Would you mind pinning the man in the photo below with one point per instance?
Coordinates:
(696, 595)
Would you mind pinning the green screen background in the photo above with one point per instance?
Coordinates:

What you need to do: Can you give every line of the records above as a numbered list, with blank lines left out?

Response:
1. Would you mind pinning the man in the photo below with one point per instance?
2. Coordinates:
3. (696, 595)
4. Would you mind pinning the green screen background in the photo above with one point per instance?
5. Coordinates:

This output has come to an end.